→ **EXERCICE RÉDACTIONNEL**
Reproduisez à l'identique chaque ligne du matériel ci-dessous, du début à la fin, sans y inclure les images.

____

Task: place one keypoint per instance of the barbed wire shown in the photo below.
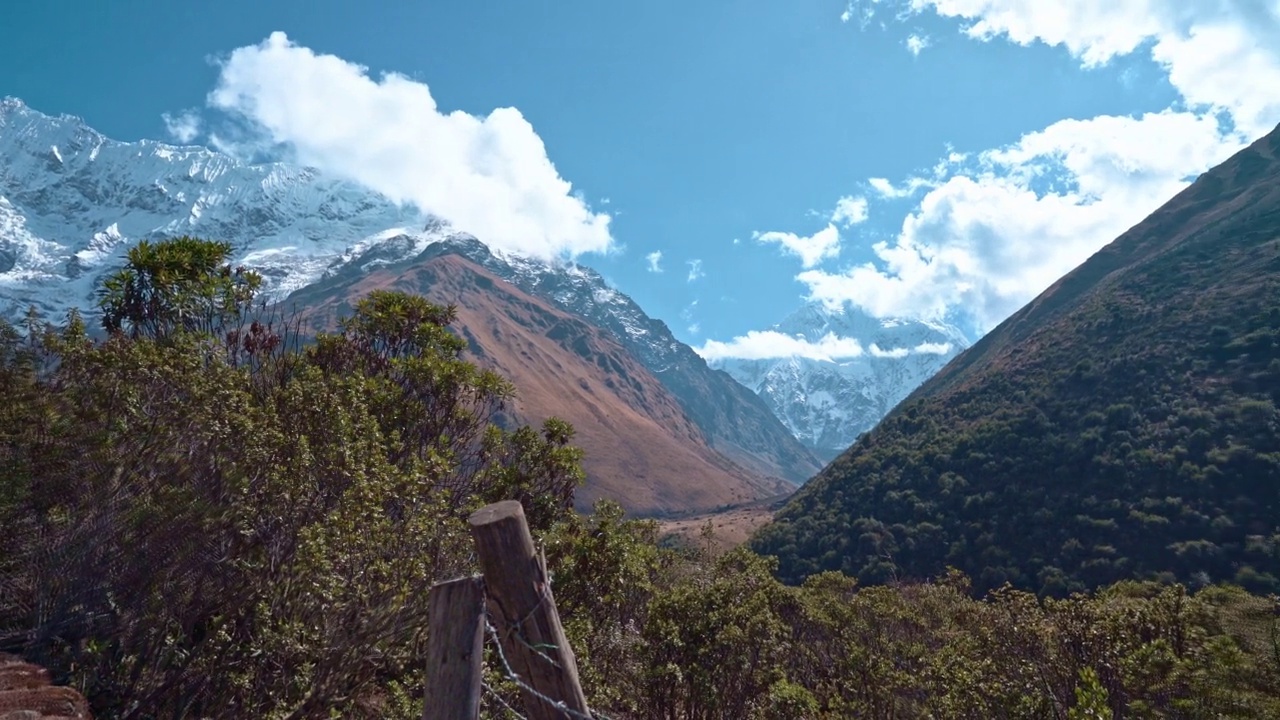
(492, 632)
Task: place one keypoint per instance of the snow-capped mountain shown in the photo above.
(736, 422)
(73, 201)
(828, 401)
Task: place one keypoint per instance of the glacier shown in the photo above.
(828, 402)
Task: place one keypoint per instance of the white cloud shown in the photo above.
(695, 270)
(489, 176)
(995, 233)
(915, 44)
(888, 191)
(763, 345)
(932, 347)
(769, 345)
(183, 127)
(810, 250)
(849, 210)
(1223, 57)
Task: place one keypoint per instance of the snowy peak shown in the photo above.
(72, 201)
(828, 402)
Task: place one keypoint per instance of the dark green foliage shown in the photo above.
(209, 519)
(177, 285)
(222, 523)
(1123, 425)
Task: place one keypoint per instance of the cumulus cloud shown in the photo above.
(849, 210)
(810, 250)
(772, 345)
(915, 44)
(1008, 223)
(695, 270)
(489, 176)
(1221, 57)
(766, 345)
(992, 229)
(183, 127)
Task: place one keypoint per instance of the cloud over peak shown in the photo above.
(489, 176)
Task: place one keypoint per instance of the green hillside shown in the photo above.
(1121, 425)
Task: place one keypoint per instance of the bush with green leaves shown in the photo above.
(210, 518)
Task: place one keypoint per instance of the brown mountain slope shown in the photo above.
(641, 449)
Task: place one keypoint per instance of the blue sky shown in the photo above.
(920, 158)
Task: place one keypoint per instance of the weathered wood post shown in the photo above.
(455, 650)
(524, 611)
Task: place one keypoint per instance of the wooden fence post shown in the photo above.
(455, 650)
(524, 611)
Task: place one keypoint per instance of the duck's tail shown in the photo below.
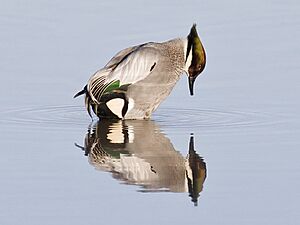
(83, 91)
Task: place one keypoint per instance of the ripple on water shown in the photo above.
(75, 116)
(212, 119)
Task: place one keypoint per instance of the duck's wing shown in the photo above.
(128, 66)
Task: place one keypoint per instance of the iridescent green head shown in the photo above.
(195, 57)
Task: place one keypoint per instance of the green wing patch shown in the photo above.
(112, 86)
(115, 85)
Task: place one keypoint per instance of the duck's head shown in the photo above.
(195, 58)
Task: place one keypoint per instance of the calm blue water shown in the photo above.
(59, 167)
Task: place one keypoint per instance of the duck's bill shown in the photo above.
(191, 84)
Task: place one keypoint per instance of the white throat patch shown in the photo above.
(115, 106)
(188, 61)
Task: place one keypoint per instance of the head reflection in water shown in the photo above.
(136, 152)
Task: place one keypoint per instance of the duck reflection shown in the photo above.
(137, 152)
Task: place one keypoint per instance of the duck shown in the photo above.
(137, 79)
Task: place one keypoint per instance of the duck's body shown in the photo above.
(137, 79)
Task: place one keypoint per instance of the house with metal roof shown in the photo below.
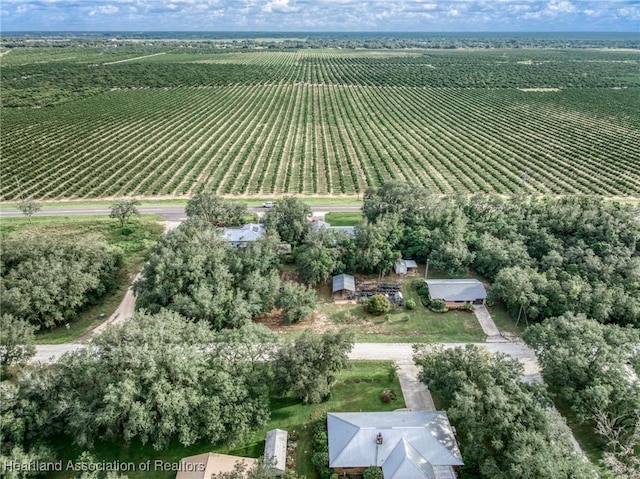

____

→ **RÉPONSE**
Task: place one keypoint per instance of the barbed wire shown in the photo below.
(492, 632)
Task: place one keypoint per instance of the snow-capped mountain shown in the photo above.
(736, 422)
(73, 201)
(828, 401)
Task: place one keypoint per instance of the glacier shown in the photo above.
(828, 402)
Task: place one keypoint per instance of the white cloud shown in the photo above.
(695, 270)
(489, 176)
(995, 233)
(915, 44)
(888, 191)
(763, 345)
(932, 347)
(769, 345)
(183, 127)
(810, 250)
(849, 210)
(1223, 57)
Task: place one keypoint per instance of the snowy peak shown in the photo above.
(72, 201)
(828, 402)
Task: place one keypoint per instance of the dark green foliage shown in the photo above.
(209, 519)
(177, 285)
(222, 523)
(1123, 425)
Task: place one keypoint per instance of the cumulus cloud shown in the photo above.
(849, 210)
(810, 250)
(772, 345)
(915, 44)
(1008, 223)
(695, 270)
(489, 176)
(1221, 57)
(766, 345)
(992, 229)
(183, 127)
Task: place one keypoint per instance of the cloud over peak shown in the photo above.
(489, 176)
Task: place one keypoint per instance of the green hillside shown in the photo above.
(1121, 425)
Task: place one keypoint per instance of the bush with green leaves shown in the photo above.
(210, 518)
Task: place one keypoint per instance of the brown mountain slope shown in the photo above.
(641, 449)
Task: place one keypoint per instance of the blue sky shown in the photo above.
(920, 158)
Task: place one keypoint per instance of the weathered wood post shown in the photo above.
(455, 650)
(524, 611)
Task: place one keypoint per instance of the wooden fence post shown in the photo above.
(455, 650)
(524, 611)
Task: place one keypoint per instance of the duck's tail shown in the photo below.
(83, 91)
Task: place one keypoint per instance of the ripple on water shown in the photo above.
(75, 116)
(212, 119)
Task: place one keypoint per instance of the duck's wing shown in the photo above.
(128, 66)
Task: place one keypoint per instance of the iridescent green head shown in the photo above.
(195, 57)
Task: place one keypoint per instance of the green wing patch shown in the photo above.
(112, 86)
(115, 85)
Task: place one keypoint per instance of the duck's head shown in the photo above.
(195, 58)
Task: place one keypoint per instance of the calm blue water shown in the photo above.
(59, 167)
Task: place one keypoint per instance of the duck's bill shown in the photo above.
(191, 84)
Task: place one keypoint per instance of the white throat patch shown in the photo above.
(115, 106)
(188, 61)
Task: place one keypoint per instance of the head reflection in water shown in the photo above.
(136, 152)
Task: place one keypoint per instance of the duck reflection shown in the photo above.
(137, 152)
Task: place one keypoint per instance of the duck shown in the photo above.
(137, 79)
Task: place one keypoint per instance of the duck's body shown in the photo above.
(137, 79)
Task: place one keypoint per instance of the house with metal roof shown in the photo below.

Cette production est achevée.